GIVEN REQUEST:
Recast the records below as a JSON list of strings, one string per line, beginning with the first line and continuing through the line that contains "<point>276,694</point>". Omit blank lines and leave the pictures out.

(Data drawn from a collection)
(begin)

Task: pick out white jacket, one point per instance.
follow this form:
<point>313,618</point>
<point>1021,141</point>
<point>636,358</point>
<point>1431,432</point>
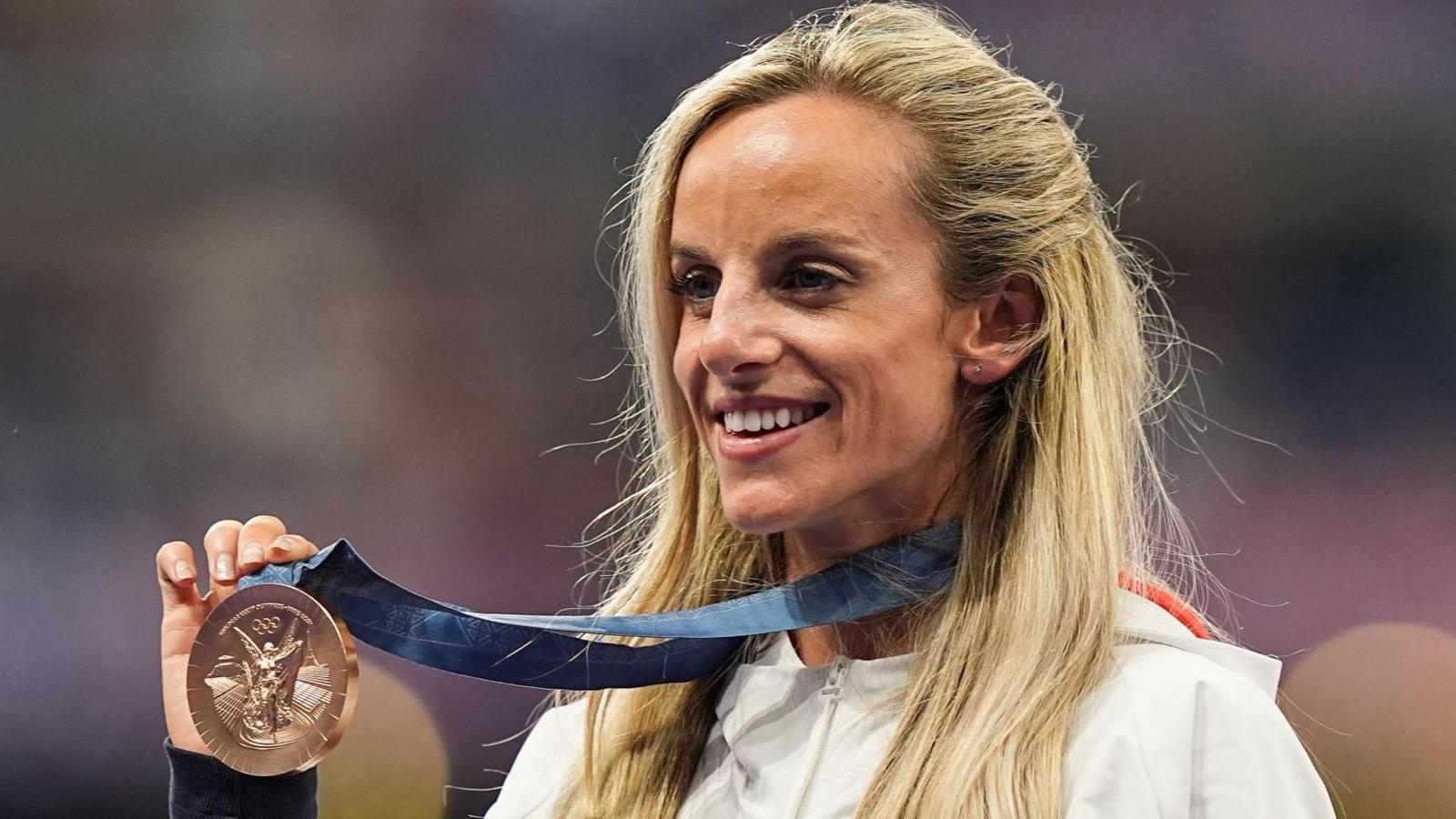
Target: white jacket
<point>1183,727</point>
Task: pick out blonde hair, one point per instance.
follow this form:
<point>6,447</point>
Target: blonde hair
<point>1063,481</point>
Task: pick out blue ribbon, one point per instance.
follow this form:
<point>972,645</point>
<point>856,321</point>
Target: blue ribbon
<point>538,651</point>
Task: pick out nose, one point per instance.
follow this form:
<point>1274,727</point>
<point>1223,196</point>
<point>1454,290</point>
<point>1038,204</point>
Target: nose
<point>740,341</point>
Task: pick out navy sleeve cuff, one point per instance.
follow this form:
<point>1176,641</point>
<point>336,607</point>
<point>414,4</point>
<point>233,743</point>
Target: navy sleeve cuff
<point>203,787</point>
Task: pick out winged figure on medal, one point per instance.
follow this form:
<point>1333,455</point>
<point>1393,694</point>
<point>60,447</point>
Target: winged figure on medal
<point>276,694</point>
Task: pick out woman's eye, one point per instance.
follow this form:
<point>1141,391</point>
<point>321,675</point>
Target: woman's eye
<point>808,278</point>
<point>695,286</point>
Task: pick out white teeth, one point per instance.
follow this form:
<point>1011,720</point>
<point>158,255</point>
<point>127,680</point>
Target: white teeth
<point>766,419</point>
<point>756,420</point>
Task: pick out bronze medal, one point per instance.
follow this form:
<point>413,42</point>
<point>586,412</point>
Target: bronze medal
<point>271,681</point>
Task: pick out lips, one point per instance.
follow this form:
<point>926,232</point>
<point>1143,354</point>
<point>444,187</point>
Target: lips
<point>739,440</point>
<point>768,419</point>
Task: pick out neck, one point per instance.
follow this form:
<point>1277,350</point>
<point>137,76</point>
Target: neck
<point>885,634</point>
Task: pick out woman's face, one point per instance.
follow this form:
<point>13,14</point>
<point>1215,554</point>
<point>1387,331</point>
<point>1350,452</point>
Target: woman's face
<point>817,350</point>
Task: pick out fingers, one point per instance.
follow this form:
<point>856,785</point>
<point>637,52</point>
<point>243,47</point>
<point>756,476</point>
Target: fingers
<point>177,576</point>
<point>290,547</point>
<point>254,538</point>
<point>220,544</point>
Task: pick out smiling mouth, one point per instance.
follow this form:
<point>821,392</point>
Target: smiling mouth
<point>756,423</point>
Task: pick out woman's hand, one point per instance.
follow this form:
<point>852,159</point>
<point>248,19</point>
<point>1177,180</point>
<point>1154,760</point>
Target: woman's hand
<point>233,550</point>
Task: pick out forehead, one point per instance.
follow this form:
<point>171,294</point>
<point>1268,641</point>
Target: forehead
<point>804,164</point>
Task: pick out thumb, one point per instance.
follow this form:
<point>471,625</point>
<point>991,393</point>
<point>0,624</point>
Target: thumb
<point>182,606</point>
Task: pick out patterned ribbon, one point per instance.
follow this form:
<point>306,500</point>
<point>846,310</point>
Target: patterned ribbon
<point>539,651</point>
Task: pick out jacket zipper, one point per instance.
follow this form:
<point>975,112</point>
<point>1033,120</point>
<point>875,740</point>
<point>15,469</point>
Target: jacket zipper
<point>832,688</point>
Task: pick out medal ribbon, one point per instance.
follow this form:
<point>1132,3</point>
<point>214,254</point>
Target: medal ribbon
<point>541,652</point>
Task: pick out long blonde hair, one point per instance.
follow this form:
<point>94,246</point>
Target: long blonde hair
<point>1063,481</point>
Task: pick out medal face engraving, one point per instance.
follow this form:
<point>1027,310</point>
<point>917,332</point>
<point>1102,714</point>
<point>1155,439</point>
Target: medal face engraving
<point>271,681</point>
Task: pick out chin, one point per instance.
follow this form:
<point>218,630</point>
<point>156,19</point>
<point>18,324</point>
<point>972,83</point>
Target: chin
<point>761,516</point>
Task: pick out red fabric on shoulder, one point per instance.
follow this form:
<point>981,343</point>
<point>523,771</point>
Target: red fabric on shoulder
<point>1168,601</point>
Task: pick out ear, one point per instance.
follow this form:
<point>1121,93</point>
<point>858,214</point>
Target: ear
<point>987,329</point>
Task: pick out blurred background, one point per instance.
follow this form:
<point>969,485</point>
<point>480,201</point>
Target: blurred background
<point>339,263</point>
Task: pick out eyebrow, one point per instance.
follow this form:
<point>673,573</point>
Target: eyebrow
<point>783,244</point>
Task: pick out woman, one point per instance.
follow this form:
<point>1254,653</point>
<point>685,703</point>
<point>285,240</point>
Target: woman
<point>873,288</point>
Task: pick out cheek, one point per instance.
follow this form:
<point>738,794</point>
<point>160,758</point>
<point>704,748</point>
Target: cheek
<point>899,405</point>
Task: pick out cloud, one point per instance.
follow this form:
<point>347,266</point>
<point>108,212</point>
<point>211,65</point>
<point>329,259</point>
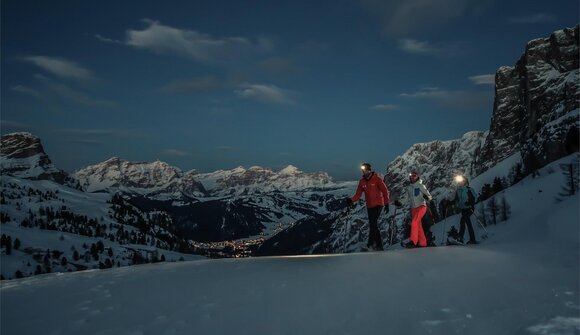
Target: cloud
<point>69,94</point>
<point>108,40</point>
<point>263,93</point>
<point>225,148</point>
<point>534,18</point>
<point>463,100</point>
<point>197,46</point>
<point>278,66</point>
<point>13,125</point>
<point>86,132</point>
<point>200,84</point>
<point>26,90</point>
<point>385,108</point>
<point>175,152</point>
<point>400,18</point>
<point>483,79</point>
<point>60,67</point>
<point>416,47</point>
<point>87,142</point>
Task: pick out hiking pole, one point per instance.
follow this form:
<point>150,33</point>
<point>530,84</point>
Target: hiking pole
<point>443,231</point>
<point>486,235</point>
<point>392,225</point>
<point>346,222</point>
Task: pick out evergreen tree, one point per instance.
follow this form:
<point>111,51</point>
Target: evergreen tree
<point>16,244</point>
<point>505,209</point>
<point>571,173</point>
<point>9,246</point>
<point>493,209</point>
<point>482,214</point>
<point>497,185</point>
<point>486,192</point>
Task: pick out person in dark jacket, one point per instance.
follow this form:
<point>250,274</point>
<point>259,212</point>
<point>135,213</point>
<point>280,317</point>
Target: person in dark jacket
<point>465,200</point>
<point>376,197</point>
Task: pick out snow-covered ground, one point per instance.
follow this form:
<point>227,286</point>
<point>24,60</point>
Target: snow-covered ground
<point>523,279</point>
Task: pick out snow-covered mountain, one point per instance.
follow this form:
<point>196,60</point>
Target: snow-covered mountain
<point>156,179</point>
<point>22,155</point>
<point>437,162</point>
<point>522,280</point>
<point>536,109</point>
<point>536,102</point>
<point>256,180</point>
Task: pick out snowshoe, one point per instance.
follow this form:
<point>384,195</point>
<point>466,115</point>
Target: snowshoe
<point>452,241</point>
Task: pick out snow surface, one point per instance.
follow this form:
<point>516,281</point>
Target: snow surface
<point>524,279</point>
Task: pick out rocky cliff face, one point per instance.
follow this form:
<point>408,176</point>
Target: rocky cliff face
<point>437,161</point>
<point>536,102</point>
<point>22,155</point>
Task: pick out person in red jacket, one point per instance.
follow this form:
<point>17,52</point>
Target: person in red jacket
<point>376,197</point>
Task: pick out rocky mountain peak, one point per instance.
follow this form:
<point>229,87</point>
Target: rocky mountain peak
<point>22,155</point>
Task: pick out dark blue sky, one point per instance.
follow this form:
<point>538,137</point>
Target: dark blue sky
<point>323,85</point>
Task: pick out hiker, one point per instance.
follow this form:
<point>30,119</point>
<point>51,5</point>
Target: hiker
<point>465,200</point>
<point>417,196</point>
<point>376,197</point>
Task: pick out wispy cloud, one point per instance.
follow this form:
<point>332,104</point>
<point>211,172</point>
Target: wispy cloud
<point>175,152</point>
<point>200,84</point>
<point>385,108</point>
<point>400,18</point>
<point>278,66</point>
<point>533,18</point>
<point>72,95</point>
<point>264,93</point>
<point>464,100</point>
<point>225,148</point>
<point>60,67</point>
<point>96,131</point>
<point>483,79</point>
<point>26,90</point>
<point>13,125</point>
<point>195,45</point>
<point>108,40</point>
<point>416,47</point>
<point>87,142</point>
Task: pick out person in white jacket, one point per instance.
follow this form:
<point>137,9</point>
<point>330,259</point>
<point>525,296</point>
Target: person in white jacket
<point>417,196</point>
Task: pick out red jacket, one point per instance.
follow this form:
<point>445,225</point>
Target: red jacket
<point>375,190</point>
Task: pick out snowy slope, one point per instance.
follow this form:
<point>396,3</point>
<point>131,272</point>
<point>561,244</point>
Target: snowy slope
<point>523,280</point>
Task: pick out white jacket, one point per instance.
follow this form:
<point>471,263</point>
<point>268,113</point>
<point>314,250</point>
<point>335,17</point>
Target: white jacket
<point>417,193</point>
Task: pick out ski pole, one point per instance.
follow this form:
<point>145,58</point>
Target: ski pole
<point>392,225</point>
<point>443,232</point>
<point>346,222</point>
<point>482,226</point>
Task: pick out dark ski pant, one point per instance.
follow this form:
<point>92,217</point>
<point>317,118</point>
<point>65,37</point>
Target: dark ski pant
<point>466,220</point>
<point>375,239</point>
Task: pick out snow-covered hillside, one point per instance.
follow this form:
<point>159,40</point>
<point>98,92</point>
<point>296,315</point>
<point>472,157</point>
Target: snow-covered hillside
<point>524,279</point>
<point>58,229</point>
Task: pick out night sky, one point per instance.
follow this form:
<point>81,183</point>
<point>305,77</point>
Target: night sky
<point>208,85</point>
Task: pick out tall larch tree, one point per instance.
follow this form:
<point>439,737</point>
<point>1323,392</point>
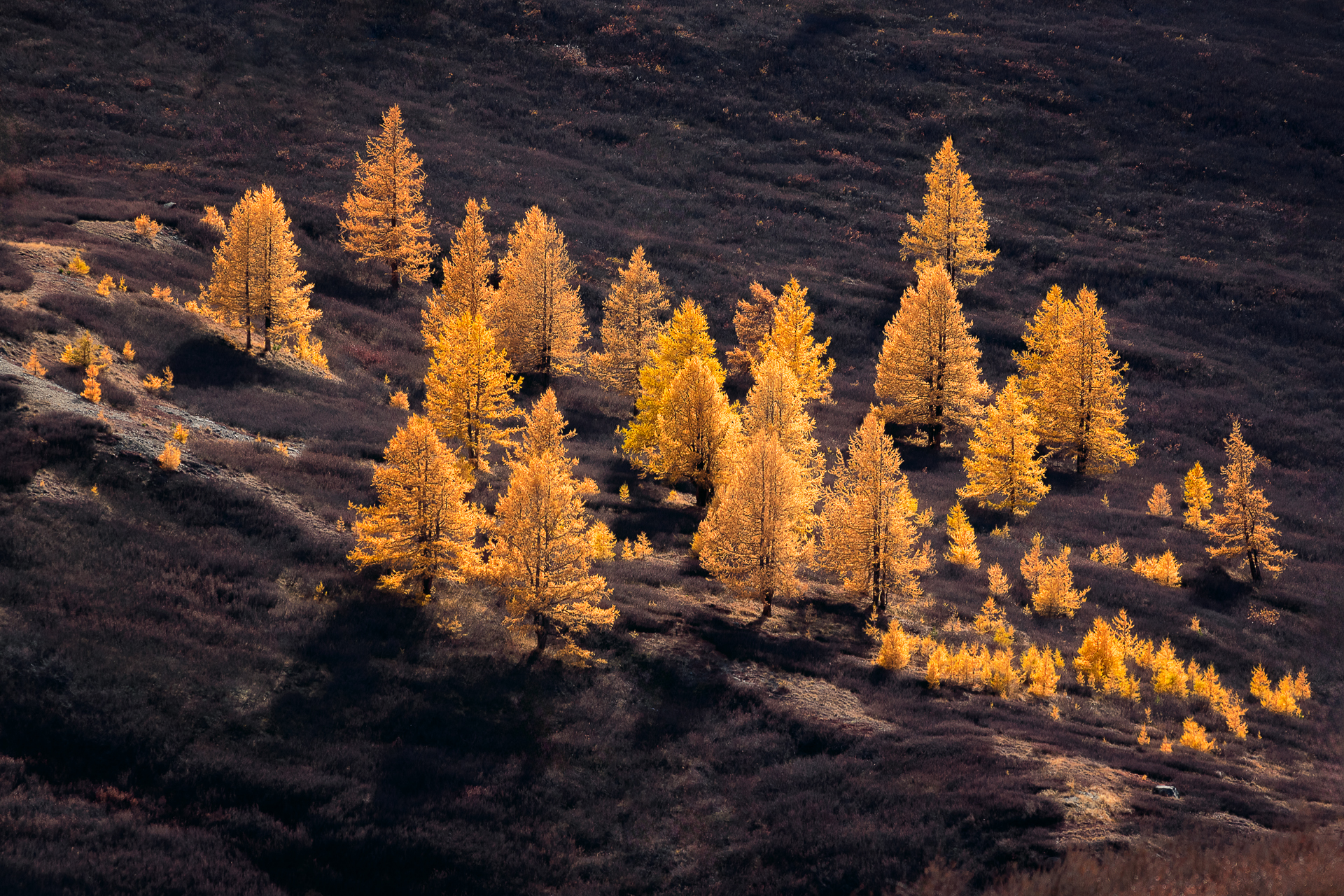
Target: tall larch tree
<point>1003,468</point>
<point>790,337</point>
<point>467,277</point>
<point>539,317</point>
<point>870,524</point>
<point>384,219</point>
<point>545,430</point>
<point>1198,496</point>
<point>468,388</point>
<point>631,326</point>
<point>254,274</point>
<point>685,336</point>
<point>1042,337</point>
<point>698,430</point>
<point>540,546</point>
<point>952,232</point>
<point>929,368</point>
<point>421,528</point>
<point>752,323</point>
<point>1245,527</point>
<point>774,403</point>
<point>756,533</point>
<point>1081,393</point>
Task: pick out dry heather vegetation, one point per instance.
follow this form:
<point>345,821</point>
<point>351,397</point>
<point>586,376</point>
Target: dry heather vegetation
<point>201,694</point>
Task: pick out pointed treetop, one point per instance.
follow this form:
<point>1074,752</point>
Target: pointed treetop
<point>545,431</point>
<point>752,323</point>
<point>384,218</point>
<point>953,232</point>
<point>790,337</point>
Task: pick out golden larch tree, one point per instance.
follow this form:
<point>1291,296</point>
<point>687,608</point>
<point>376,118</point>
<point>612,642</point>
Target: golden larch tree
<point>774,403</point>
<point>1160,501</point>
<point>952,232</point>
<point>254,273</point>
<point>384,216</point>
<point>538,315</point>
<point>1056,593</point>
<point>631,326</point>
<point>1081,393</point>
<point>1198,496</point>
<point>1042,337</point>
<point>545,429</point>
<point>870,523</point>
<point>1245,528</point>
<point>468,388</point>
<point>756,533</point>
<point>467,277</point>
<point>685,336</point>
<point>929,368</point>
<point>698,430</point>
<point>1003,469</point>
<point>790,337</point>
<point>752,323</point>
<point>540,542</point>
<point>961,539</point>
<point>421,528</point>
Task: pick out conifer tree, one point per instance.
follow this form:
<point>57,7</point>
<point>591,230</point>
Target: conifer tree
<point>421,528</point>
<point>961,548</point>
<point>543,431</point>
<point>870,524</point>
<point>790,337</point>
<point>1042,339</point>
<point>1003,460</point>
<point>752,323</point>
<point>538,315</point>
<point>685,336</point>
<point>1198,496</point>
<point>467,277</point>
<point>757,530</point>
<point>953,232</point>
<point>698,430</point>
<point>776,403</point>
<point>1160,501</point>
<point>927,372</point>
<point>255,277</point>
<point>540,547</point>
<point>384,219</point>
<point>895,648</point>
<point>1081,393</point>
<point>33,365</point>
<point>81,352</point>
<point>1245,527</point>
<point>468,388</point>
<point>629,326</point>
<point>93,390</point>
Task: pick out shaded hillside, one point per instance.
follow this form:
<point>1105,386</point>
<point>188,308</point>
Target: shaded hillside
<point>181,697</point>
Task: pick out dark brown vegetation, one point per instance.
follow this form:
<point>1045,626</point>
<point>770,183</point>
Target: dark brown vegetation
<point>178,703</point>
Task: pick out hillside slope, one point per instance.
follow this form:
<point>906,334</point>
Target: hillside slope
<point>201,692</point>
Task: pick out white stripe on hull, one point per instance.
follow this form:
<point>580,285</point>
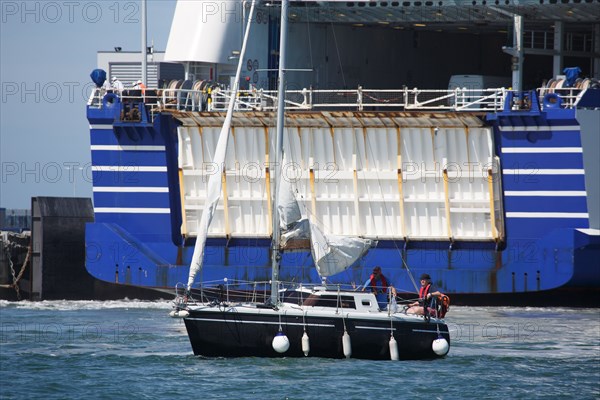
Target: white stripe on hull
<point>506,150</point>
<point>129,189</point>
<point>546,193</point>
<point>116,147</point>
<point>530,172</point>
<point>122,210</point>
<point>127,168</point>
<point>539,128</point>
<point>545,215</point>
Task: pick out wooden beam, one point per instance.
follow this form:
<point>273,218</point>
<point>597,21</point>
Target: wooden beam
<point>400,186</point>
<point>182,199</point>
<point>492,208</point>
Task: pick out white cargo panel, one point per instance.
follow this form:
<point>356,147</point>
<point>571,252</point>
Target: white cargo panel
<point>386,175</point>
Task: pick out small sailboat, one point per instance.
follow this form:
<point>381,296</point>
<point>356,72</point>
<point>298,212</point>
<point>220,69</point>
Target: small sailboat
<point>321,320</point>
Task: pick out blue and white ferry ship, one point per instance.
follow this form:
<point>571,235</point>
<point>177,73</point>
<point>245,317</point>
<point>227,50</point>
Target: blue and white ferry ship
<point>488,190</point>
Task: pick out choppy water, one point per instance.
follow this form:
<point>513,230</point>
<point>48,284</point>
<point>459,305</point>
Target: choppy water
<point>131,349</point>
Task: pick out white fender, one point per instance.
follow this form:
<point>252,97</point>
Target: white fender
<point>440,346</point>
<point>281,343</point>
<point>305,344</point>
<point>179,314</point>
<point>347,345</point>
<point>394,349</point>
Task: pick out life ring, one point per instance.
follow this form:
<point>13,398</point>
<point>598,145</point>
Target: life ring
<point>110,100</point>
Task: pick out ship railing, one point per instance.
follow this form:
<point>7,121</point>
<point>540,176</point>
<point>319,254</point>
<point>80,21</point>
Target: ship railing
<point>406,99</point>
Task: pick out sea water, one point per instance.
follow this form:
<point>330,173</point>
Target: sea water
<point>133,350</point>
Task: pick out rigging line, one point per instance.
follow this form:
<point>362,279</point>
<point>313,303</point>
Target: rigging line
<point>308,34</point>
<point>337,49</point>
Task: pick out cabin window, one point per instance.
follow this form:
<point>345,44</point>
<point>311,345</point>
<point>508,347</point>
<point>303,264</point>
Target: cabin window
<point>330,301</point>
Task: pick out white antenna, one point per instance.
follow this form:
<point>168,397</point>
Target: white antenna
<point>144,45</point>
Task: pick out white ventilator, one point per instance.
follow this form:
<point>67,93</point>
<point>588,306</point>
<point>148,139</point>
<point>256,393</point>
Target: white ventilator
<point>346,345</point>
<point>305,344</point>
<point>394,355</point>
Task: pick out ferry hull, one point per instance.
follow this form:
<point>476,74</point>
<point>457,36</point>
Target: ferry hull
<point>137,239</point>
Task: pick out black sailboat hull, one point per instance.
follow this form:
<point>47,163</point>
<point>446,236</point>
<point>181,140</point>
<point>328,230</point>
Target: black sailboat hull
<point>234,334</point>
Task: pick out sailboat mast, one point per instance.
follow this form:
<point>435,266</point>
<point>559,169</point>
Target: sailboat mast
<point>275,253</point>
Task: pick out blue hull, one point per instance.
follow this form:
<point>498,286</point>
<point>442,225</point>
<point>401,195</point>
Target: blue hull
<point>547,243</point>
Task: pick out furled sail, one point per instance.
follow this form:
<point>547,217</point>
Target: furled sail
<point>214,182</point>
<point>334,253</point>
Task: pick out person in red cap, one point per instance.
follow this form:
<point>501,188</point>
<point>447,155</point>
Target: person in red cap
<point>426,292</point>
<point>379,285</point>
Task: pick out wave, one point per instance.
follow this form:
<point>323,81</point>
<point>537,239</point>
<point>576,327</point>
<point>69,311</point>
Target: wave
<point>76,305</point>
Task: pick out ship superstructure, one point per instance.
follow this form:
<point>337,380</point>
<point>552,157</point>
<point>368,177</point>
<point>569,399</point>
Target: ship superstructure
<point>489,191</point>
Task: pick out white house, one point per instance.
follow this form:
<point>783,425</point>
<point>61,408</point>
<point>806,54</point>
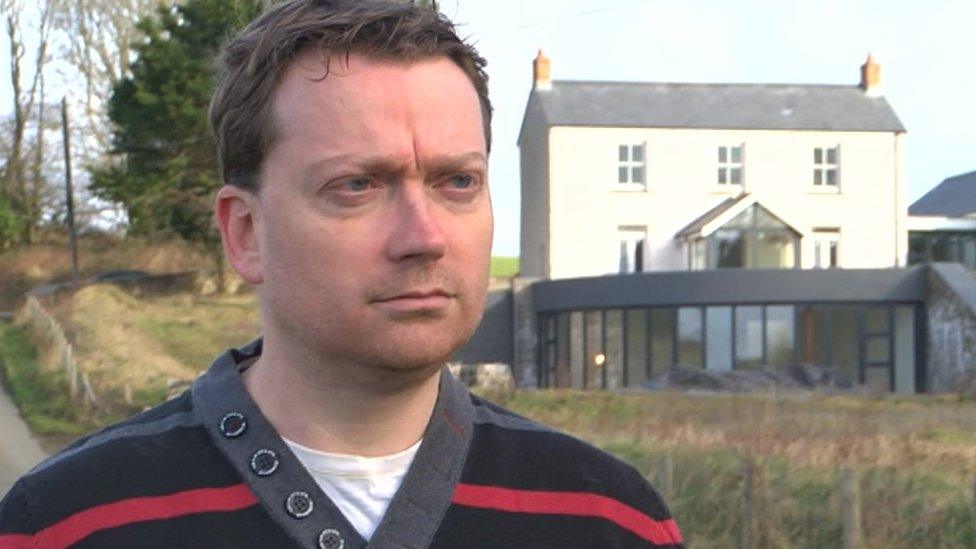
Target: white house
<point>636,176</point>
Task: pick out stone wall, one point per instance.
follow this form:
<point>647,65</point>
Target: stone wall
<point>951,333</point>
<point>526,334</point>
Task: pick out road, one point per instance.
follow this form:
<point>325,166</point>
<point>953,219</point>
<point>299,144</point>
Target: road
<point>19,451</point>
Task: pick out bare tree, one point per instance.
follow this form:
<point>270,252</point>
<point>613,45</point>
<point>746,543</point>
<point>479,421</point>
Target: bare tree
<point>100,35</point>
<point>14,178</point>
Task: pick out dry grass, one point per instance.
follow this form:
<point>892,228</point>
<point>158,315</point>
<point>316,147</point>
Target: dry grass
<point>24,268</point>
<point>916,457</point>
<point>812,430</point>
<point>150,343</point>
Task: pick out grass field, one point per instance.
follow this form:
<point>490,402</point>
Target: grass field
<point>916,455</point>
<point>504,267</point>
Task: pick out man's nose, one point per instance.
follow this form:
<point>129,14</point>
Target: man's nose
<point>416,233</point>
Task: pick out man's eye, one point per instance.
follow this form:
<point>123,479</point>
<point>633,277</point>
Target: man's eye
<point>461,181</point>
<point>357,184</point>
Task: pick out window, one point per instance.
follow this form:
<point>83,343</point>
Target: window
<point>825,246</point>
<point>825,165</point>
<point>730,165</point>
<point>631,249</point>
<point>696,253</point>
<point>630,165</point>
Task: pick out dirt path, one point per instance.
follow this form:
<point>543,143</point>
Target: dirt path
<point>19,451</point>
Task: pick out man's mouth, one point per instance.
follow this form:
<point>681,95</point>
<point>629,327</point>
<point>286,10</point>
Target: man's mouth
<point>416,300</point>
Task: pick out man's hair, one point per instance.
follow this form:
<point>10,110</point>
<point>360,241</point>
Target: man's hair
<point>253,62</point>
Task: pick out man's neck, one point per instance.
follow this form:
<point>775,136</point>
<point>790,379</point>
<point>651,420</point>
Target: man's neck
<point>332,408</point>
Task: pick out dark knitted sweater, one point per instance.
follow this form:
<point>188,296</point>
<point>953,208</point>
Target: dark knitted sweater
<point>208,470</point>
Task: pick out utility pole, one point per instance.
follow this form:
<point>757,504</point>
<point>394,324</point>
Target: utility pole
<point>68,189</point>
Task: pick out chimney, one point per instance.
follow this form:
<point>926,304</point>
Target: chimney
<point>541,73</point>
<point>871,77</point>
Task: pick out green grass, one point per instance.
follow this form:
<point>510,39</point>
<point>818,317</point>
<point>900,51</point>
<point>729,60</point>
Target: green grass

(end)

RIGHT ANSWER:
[
  "Task: pick out white jacket, one point per instance.",
  "follow this form:",
  "<point>313,618</point>",
  "<point>1021,141</point>",
  "<point>636,358</point>",
  "<point>1431,432</point>",
  "Target: white jacket",
  "<point>1183,727</point>",
  "Task: pick out blonde hair, one point per instance.",
  "follow this form:",
  "<point>6,447</point>",
  "Target: blonde hair",
  "<point>1063,481</point>",
  "Task: pick out blue ribbon, one point per instance.",
  "follow this form:",
  "<point>972,645</point>",
  "<point>856,321</point>",
  "Target: blue ribbon",
  "<point>538,651</point>",
  "Task: pick out nose, one point per instance.",
  "follow this form:",
  "<point>1274,727</point>",
  "<point>1223,196</point>",
  "<point>1454,290</point>",
  "<point>1038,204</point>",
  "Target: nose",
  "<point>740,341</point>",
  "Task: pick out navy sleeve cuff, one point per instance.",
  "follow this form:",
  "<point>1176,641</point>",
  "<point>336,607</point>",
  "<point>414,4</point>",
  "<point>233,743</point>",
  "Target: navy sleeve cuff",
  "<point>203,787</point>",
  "Task: pick out winged figure on medal, one point per instance.",
  "follow this form:",
  "<point>1333,455</point>",
  "<point>1393,694</point>",
  "<point>60,447</point>",
  "Target: winged figure on medal",
  "<point>276,694</point>"
]